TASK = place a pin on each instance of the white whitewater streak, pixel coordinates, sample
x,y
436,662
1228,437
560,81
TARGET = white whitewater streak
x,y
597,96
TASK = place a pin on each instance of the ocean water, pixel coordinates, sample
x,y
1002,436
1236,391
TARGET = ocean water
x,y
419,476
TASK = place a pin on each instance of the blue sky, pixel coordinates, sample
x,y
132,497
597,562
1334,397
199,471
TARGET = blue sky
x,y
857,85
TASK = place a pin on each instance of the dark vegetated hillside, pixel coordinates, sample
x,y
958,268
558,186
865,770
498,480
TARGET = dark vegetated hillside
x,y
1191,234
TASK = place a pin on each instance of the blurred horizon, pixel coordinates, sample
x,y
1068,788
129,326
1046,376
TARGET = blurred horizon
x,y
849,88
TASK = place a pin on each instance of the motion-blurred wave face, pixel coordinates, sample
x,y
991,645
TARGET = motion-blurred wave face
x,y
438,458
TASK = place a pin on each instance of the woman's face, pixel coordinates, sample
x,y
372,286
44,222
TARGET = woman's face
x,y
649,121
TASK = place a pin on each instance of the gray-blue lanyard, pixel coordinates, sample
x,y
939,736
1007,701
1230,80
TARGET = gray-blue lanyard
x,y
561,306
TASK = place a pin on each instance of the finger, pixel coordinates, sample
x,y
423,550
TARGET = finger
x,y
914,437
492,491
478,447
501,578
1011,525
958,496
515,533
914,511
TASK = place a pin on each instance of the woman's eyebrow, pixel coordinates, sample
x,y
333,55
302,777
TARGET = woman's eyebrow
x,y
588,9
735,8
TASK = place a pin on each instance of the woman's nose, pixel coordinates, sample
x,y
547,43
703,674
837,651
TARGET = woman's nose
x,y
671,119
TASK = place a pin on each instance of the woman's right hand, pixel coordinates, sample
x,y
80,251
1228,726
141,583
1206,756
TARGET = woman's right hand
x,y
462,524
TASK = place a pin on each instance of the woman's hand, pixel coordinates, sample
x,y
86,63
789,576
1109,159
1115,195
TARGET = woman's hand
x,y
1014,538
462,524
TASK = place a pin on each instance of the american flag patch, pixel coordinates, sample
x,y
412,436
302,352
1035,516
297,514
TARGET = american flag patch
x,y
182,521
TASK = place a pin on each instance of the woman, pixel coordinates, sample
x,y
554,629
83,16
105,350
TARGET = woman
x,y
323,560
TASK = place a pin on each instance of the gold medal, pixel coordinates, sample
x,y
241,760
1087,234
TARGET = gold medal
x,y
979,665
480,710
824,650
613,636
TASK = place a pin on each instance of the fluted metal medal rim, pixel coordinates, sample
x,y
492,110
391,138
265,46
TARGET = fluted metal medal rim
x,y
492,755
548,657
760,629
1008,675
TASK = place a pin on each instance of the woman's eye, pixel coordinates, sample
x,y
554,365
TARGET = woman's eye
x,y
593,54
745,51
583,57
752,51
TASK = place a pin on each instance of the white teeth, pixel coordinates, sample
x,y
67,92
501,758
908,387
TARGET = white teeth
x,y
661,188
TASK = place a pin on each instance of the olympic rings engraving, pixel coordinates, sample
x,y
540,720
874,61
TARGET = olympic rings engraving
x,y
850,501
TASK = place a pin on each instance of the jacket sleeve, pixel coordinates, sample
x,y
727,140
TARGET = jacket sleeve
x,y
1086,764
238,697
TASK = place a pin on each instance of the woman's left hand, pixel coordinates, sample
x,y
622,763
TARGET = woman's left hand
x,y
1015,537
_ _ _
The data must be retyped in full, exactly as it reads.

TASK = place a pin on each instance of the white whitewater streak, pixel coordinates, sample
x,y
436,662
1228,437
560,81
TARGET = white whitewater streak
x,y
597,96
TASK = place a pin on each instance of the ocean water, pixel coordinates, sample
x,y
1002,436
1236,391
TARGET = ocean water
x,y
419,476
TASK = place a pin on each instance of the blue sky, pixel coordinates, sample
x,y
132,497
597,562
1334,397
199,471
TARGET = blue sky
x,y
857,85
TASK = place a pin on each instance of the dark vegetated hillside, pixel coordinates, sample
x,y
958,268
558,186
865,770
498,480
TARGET = dark vegetated hillside
x,y
1191,234
TASK = place a pin on each instance of the blurred horizon, pixel coordinates, sample
x,y
1068,788
129,326
1046,376
TARGET = blurred horizon
x,y
849,88
TASK = place a pin on each instance of the motion-blurred wave face, pixel coordinates, sample
x,y
991,645
TARGET = motion-blurred wave face
x,y
438,458
TASK = place a pin on each instance of the woman's face, pixel coordinates, sample
x,y
372,286
44,222
TARGET = woman's face
x,y
649,121
TASK = place a pin on each instance of the gray-blue lanyard, pixel coordinates, sample
x,y
939,736
1007,701
1230,80
TARGET = gray-blue lanyard
x,y
561,306
TASK = place a pin on each instance of the finger, pixel coordinates, sample
x,y
423,550
TARGET = finger
x,y
914,437
492,491
478,447
501,578
1011,525
958,496
515,533
914,511
TASK = place a pin on each instance of the woman's eyebrow, pixel coordinates, sample
x,y
333,55
302,777
TARGET = woman's eyebrow
x,y
588,9
735,8
TASK = place a pin on each instance of the woman's nose, pixel coordinates, sample
x,y
547,43
703,674
837,651
TARGET = woman's nose
x,y
671,119
TASK = place a pin on each instance of the woman's right hand, pixel coordinates, sample
x,y
80,251
1228,726
141,583
1206,756
TARGET = woman's right hand
x,y
462,524
TASK = place a pin on each instance of the woman's hand, pixel coordinates, sample
x,y
86,63
789,576
1109,159
1115,195
TARGET = woman's hand
x,y
1014,538
462,524
TASK = place a pin on each instance of the american flag patch, pixel coordinates, sample
x,y
412,436
302,352
1035,516
297,514
TARGET = american flag patch
x,y
182,521
TASK = place a pin on each instance of the woman, pixel coordinates, sample
x,y
554,629
83,16
105,350
TARGET = woman
x,y
323,560
TASK = place a pin on each instance of the gold medal, pixel coordinates, sample
x,y
241,760
1087,234
TARGET = gold medal
x,y
979,665
480,710
824,650
613,636
TASK = place a pin on each instance of the fluted metal medal rim, pixel coordinates, sample
x,y
492,110
391,138
265,46
TARGET = fluted metal medal rim
x,y
492,755
548,657
760,629
1008,675
TASK = place a pin on each instance of the woman's eye, pixel coordinates, sample
x,y
554,365
TARGET = woman's eye
x,y
593,54
745,51
583,57
752,51
TASK = place a pin on each instance of the white teeth, pixel coordinates, sample
x,y
67,92
501,758
908,387
TARGET = white teeth
x,y
661,188
TASK = place a pin on each instance of the olympic rings engraving, pixel coordinates, sample
x,y
540,720
874,61
TARGET = olympic rings engraving
x,y
850,501
TASK = place a pin on each instance of the jacket sleeve, pixel coordinates, sample
x,y
727,140
TARGET = jacket sleeve
x,y
1086,764
238,697
TASK = place a pin on each instance of the woman's left hand, pixel coordinates, sample
x,y
622,763
TARGET = woman's left hand
x,y
1015,537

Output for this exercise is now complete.